[Exercise objective]
Rewrite all the records below, swapping "one dot per instance" for "a single dot for each instance" wherever it appears and keeping everything else the same.

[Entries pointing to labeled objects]

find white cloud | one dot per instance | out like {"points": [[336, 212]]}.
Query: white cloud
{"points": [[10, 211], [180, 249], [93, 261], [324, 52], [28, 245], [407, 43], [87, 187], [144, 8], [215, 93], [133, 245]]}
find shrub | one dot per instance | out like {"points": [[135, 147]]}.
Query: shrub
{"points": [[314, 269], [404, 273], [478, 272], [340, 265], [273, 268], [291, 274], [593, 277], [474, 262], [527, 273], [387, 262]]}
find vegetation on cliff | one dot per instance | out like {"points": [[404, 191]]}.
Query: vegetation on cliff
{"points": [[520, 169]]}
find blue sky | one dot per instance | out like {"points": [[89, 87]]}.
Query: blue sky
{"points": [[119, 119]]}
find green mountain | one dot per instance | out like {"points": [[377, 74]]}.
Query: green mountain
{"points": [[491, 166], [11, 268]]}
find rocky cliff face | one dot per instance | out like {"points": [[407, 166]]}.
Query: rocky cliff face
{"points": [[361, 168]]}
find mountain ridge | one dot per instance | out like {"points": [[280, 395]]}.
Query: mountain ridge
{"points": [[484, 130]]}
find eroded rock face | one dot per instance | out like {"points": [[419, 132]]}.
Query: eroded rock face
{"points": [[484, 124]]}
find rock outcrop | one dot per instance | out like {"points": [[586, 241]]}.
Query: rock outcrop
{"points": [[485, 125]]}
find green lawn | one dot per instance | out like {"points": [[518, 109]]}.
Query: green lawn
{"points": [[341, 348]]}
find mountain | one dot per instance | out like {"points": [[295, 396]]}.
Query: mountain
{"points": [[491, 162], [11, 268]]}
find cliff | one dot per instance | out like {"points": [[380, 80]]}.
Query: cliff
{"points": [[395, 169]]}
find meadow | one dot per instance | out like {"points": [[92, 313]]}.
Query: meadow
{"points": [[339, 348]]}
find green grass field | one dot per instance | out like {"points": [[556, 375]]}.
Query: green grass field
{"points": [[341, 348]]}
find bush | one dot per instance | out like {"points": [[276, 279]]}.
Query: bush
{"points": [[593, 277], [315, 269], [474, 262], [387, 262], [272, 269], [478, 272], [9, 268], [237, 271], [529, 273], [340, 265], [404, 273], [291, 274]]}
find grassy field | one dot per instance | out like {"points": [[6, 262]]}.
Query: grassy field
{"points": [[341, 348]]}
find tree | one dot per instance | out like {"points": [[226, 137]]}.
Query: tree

[Task response]
find white cloud | a single dot for each instance | out like {"points": [[336, 212]]}.
Query: white cloud
{"points": [[10, 211], [180, 249], [93, 261], [324, 52], [28, 245], [407, 43], [87, 187], [144, 8], [215, 93], [133, 245]]}
find shrub | a single dot for each instance | out like {"points": [[135, 147]]}.
Query: shrub
{"points": [[314, 269], [404, 273], [478, 272], [340, 265], [273, 268], [291, 274], [593, 277], [474, 262], [527, 273], [387, 262]]}
find vegetation on cliff | a single dot for each instance | out like {"points": [[404, 191]]}.
Query: vegetation on cliff
{"points": [[520, 169]]}
find blue sky | a single dot for each instance | out like {"points": [[89, 87]]}.
Query: blue sky
{"points": [[119, 119]]}
find green mountain | a single dot for each instance | out like {"points": [[377, 74]]}.
Query: green mountain
{"points": [[491, 166], [11, 268]]}
find rocky cliff face | a single dot for each instance | out like {"points": [[407, 166]]}.
Query: rocky cliff face
{"points": [[361, 168]]}
find mountain ridge | a single dot for each instance | out like {"points": [[280, 395]]}.
Query: mountain ridge
{"points": [[484, 130]]}
find eroded rock face | a single dot for each instance | out like {"points": [[419, 132]]}.
Query: eroded rock face
{"points": [[484, 124]]}
find rock outcrop | a single dot for each instance | out like {"points": [[586, 241]]}.
Query: rock outcrop
{"points": [[485, 125]]}
find green lawn | a single dot for each instance | out like {"points": [[518, 109]]}.
Query: green lawn
{"points": [[341, 348]]}
find mountain | a single dot for each instance | out like {"points": [[295, 396]]}.
Query: mountain
{"points": [[491, 162], [11, 268]]}
find cliff | a single dot for each instance | out like {"points": [[380, 80]]}.
Query: cliff
{"points": [[395, 169]]}
find meadow | a single dot for each instance | out like {"points": [[92, 313]]}.
Query: meadow
{"points": [[339, 348]]}
find green grass field | a single dot for each instance | out like {"points": [[556, 375]]}.
Query: green grass field
{"points": [[341, 348]]}
find bush | a single dot for each instance | out like {"points": [[276, 279]]}.
Query: bush
{"points": [[593, 277], [315, 269], [474, 262], [387, 262], [272, 269], [478, 272], [9, 268], [237, 271], [529, 273], [340, 265], [404, 273], [291, 274]]}
find grassy field | a single dot for each instance | out like {"points": [[6, 262]]}.
Query: grassy field
{"points": [[341, 348]]}
find tree | a single dot for each instance | out like {"points": [[226, 137]]}.
Query: tree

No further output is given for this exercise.